Work instructions:
A - Write out the Sidney Barnes article in full, reproducing every line without alteration.
B - Work out how many lines of the records contain the string "instances", treating uppercase and lowercase as distinct, and reply with only that number.

Excerpt:
....

- Birth name: Sidney Alexander Barnes Jr.
- Born: February 6, 1941 (age 84) Welch, West Virginia, United States
- Origin: Welch, West Virginia, United States
- Genres: Rhythm and blues, blues, jazz
- Occupation(s): Singer-songwriter, musician
- Instrument: Vocals
- Years active: 1958–present
- Labels: Motown, Golden World Records
- Website: www.sidneybarnes.net

= Sidney Barnes (musician) =

Sidney Alexander Barnes Jr. (born February 6, 1941) is an American singer, songwriter, and producer. He has been active in music since the early 1960s with Rotary Connection and as a staff writer with Motown during their time with the New York office and credits on albums with George Clinton, The Jackson 5, The Supremes, and B.B. King. Barnes has appeared on more than 150 albums and CD compilations.

==Early life==
Barnes was born in Virginia, USA.

==Career==
Barnes formed several doo-wop groups in high school, and sang with Marvin Gaye and Herb Heemster of Peaches & Herb. He released a solo recording, "Wait My Love". In 1963 he and his group The Serenades were signed with Berry Gordy. They made a few recordings, but the group was not financially successful. Sidney joined Motown Records staff as a songwriter. In 1964 Barnes composed and recorded with J.J. Jackson. Barnes and Jackson became a freelance songwriting team in 1964, following Barnes' term as a lead writer, producer and talent scout for the recently opened New York office of Motown Records and Jobete Music Barnes and Jackson wrote songs for several R & B solo artists of the period, including Sandra Phillips and Billy Prophet, formerly of The Jive Five. Barnes and Jackson also wrote for The Soul Sisters, and became staff writers at Sue Records, one of the few black-owned record labels based in New York at the time. Barnes and Jackson were soon thereafter signed to exclusive contracts with Red Bird Records and Trio Music Publishing, owed by Leiber and Stoller. Through the Blue Cat Records subsidiary of Red Bird Records, Barnes and Jackson worked on songs for The Shangri-Las. Barnes also recorded for the label.

....

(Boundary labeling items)
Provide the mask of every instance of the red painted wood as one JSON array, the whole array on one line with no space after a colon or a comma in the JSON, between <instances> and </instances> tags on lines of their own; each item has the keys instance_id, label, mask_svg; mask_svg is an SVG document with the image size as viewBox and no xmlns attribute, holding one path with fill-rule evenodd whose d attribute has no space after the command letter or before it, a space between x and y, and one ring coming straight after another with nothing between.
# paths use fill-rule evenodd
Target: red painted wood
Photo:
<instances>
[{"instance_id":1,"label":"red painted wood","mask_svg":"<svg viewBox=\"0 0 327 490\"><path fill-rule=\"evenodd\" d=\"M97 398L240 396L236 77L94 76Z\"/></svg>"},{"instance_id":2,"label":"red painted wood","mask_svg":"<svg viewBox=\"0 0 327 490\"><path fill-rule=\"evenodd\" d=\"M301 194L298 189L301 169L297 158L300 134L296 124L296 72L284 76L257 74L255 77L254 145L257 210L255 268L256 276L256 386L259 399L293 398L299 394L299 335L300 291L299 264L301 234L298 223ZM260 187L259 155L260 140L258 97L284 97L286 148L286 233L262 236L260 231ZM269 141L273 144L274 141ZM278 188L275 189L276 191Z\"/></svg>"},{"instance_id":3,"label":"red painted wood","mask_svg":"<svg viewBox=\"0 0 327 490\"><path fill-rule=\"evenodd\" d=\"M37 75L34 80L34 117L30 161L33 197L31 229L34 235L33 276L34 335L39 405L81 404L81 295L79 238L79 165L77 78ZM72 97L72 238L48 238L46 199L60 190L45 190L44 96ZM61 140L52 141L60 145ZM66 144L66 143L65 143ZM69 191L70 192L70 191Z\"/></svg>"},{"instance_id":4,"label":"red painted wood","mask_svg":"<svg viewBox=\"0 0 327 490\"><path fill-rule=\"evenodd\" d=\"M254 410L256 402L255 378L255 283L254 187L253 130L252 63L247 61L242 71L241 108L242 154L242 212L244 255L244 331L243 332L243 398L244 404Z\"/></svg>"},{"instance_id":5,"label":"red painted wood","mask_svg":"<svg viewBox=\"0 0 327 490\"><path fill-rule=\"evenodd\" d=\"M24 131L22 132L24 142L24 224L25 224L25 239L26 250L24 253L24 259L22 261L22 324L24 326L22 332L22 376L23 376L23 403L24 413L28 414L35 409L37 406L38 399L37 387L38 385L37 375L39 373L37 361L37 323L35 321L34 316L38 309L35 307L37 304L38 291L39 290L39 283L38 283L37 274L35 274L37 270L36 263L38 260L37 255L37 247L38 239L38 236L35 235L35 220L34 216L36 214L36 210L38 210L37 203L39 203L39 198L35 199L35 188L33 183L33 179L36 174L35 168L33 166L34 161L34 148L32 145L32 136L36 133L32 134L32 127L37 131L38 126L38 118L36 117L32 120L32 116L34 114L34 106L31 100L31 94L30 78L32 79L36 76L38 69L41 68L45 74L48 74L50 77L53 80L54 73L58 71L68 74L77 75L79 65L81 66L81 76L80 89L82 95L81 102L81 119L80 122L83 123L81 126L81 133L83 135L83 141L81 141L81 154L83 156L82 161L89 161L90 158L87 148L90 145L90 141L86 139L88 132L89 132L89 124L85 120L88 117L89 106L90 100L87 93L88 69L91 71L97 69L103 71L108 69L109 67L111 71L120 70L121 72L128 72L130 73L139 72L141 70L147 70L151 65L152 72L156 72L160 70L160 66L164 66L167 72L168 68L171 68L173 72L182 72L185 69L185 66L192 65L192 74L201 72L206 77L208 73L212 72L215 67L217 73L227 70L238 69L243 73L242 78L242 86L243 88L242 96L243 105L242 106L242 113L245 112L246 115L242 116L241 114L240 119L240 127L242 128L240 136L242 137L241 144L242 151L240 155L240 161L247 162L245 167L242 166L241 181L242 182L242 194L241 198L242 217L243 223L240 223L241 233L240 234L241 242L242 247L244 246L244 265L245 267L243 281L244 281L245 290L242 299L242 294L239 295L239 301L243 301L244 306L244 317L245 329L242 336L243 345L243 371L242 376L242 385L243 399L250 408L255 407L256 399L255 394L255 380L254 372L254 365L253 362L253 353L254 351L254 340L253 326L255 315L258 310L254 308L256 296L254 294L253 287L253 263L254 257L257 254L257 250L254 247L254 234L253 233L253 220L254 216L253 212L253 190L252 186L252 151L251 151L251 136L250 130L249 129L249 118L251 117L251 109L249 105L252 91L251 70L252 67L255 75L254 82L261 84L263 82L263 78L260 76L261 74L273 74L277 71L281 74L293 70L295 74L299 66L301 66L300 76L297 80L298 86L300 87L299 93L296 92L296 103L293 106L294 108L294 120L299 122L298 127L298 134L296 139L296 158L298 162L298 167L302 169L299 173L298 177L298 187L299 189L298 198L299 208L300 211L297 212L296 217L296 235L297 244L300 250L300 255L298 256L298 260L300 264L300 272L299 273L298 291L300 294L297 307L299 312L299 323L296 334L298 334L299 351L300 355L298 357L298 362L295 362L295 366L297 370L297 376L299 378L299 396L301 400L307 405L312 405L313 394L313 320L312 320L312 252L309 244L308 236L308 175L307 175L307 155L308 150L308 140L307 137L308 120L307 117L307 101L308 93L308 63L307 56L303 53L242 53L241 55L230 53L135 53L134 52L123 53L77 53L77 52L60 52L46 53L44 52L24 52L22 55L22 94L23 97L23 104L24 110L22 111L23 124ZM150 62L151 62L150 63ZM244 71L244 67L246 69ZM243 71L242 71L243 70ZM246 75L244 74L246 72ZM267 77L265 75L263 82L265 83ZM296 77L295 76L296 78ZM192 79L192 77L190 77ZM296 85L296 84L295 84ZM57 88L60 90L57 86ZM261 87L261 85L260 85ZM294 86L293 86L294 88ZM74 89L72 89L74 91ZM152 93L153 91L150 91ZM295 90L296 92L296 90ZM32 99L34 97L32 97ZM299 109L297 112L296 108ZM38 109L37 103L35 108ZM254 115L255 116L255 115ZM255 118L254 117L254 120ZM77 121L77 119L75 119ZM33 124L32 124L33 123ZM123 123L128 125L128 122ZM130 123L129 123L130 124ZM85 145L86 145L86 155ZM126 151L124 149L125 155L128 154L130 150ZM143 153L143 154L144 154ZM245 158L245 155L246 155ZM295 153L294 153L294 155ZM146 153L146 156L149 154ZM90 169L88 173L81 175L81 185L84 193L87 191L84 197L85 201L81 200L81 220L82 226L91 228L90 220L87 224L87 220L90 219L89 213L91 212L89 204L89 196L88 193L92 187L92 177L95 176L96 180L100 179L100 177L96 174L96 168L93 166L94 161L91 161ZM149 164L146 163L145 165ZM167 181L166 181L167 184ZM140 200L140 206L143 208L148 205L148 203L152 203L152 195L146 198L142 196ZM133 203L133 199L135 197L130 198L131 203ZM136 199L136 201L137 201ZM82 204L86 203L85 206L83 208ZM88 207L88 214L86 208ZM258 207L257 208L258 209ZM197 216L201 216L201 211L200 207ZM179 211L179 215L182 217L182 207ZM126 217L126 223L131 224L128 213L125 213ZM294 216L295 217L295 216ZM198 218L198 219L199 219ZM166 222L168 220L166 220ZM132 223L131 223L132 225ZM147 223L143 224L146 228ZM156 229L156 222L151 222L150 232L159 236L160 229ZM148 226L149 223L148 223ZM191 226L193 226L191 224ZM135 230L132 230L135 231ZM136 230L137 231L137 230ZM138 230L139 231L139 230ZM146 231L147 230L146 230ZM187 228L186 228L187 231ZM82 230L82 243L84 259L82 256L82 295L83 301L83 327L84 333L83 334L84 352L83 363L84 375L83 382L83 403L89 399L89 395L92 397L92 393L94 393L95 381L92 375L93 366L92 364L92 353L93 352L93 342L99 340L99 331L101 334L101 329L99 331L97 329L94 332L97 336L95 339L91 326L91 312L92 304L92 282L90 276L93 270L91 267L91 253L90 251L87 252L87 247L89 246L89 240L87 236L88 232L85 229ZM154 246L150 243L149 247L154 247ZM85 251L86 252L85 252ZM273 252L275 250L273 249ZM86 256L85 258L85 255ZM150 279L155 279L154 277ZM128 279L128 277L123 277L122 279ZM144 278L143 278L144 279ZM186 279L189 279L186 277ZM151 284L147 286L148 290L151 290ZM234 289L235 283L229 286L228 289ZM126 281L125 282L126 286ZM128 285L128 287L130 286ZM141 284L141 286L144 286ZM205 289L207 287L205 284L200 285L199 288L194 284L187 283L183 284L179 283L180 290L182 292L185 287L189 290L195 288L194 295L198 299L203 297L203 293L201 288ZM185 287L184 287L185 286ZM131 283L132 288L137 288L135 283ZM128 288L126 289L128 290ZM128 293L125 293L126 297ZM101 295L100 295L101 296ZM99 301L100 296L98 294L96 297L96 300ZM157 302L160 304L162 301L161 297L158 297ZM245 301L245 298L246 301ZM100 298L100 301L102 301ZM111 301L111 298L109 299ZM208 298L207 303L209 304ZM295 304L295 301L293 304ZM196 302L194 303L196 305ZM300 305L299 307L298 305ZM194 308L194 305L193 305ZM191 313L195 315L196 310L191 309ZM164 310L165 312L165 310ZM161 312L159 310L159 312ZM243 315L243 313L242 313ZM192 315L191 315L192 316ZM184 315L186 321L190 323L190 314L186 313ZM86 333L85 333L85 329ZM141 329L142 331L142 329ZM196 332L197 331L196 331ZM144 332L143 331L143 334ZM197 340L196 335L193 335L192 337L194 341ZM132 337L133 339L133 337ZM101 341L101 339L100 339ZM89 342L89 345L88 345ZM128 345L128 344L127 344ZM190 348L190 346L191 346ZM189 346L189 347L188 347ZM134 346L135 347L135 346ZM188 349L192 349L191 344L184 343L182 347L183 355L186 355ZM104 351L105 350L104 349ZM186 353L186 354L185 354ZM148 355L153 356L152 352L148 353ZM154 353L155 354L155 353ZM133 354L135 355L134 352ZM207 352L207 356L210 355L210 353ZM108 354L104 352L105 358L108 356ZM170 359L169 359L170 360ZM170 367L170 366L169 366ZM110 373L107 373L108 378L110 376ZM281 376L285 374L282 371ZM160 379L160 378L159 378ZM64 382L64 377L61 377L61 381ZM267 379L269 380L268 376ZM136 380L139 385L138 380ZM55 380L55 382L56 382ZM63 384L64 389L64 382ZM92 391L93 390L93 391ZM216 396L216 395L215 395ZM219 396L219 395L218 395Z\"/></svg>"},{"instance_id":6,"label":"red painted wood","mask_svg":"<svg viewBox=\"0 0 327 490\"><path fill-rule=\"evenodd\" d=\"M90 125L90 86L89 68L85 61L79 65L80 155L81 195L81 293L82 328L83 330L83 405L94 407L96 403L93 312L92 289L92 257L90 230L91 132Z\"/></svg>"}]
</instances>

....

Solutions to each task:
A -
- Birth name: Sidney Alexander Barnes Jr.
- Born: February 6, 1941 (age 84) Welch, West Virginia, United States
- Origin: Welch, West Virginia, United States
- Genres: Rhythm and blues, blues, jazz
- Occupation(s): Singer-songwriter, musician
- Instrument: Vocals
- Years active: 1958–present
- Labels: Motown, Golden World Records
- Website: www.sidneybarnes.net

= Sidney Barnes (musician) =

Sidney Alexander Barnes Jr. (born February 6, 1941) is an American singer, songwriter, and producer. He has been active in music since the early 1960s with Rotary Connection and as a staff writer with Motown during their time with the New York office and credits on albums with George Clinton, The Jackson 5, The Supremes, and B.B. King. Barnes has appeared on more than 150 albums and CD compilations.

==Early life==
Barnes was born in Virginia, USA.

==Career==
Barnes formed several doo-wop groups in high school, and sang with Marvin Gaye and Herb Heemster of Peaches & Herb. He released a solo recording, "Wait My Love". In 1963 he and his group The Serenades were signed with Berry Gordy. They made a few recordings, but the group was not financially successful. Sidney joined Motown Records staff as a songwriter. In 1964 Barnes composed and recorded with J.J. Jackson. Barnes and Jackson became a freelance songwriting team in 1964, following Barnes' term as a lead writer, producer and talent scout for the recently opened New York office of Motown Records and Jobete Music Barnes and Jackson wrote songs for several R & B solo artists of the period, including Sandra Phillips and Billy Prophet, formerly of The Jive Five. Barnes and Jackson also wrote for The Soul Sisters, and became staff writers at Sue Records, one of the few black-owned record labels based in New York at the time. Barnes and Jackson were soon thereafter signed to exclusive contracts with Red Bird Records and Trio Music Publishing, owed by Leiber and Stoller. Through the Blue Cat Records subsidiary of Red Bird Records, Barnes and Jackson worked on songs for The Shangri-Las. Barnes also recorded for the label.

B - 3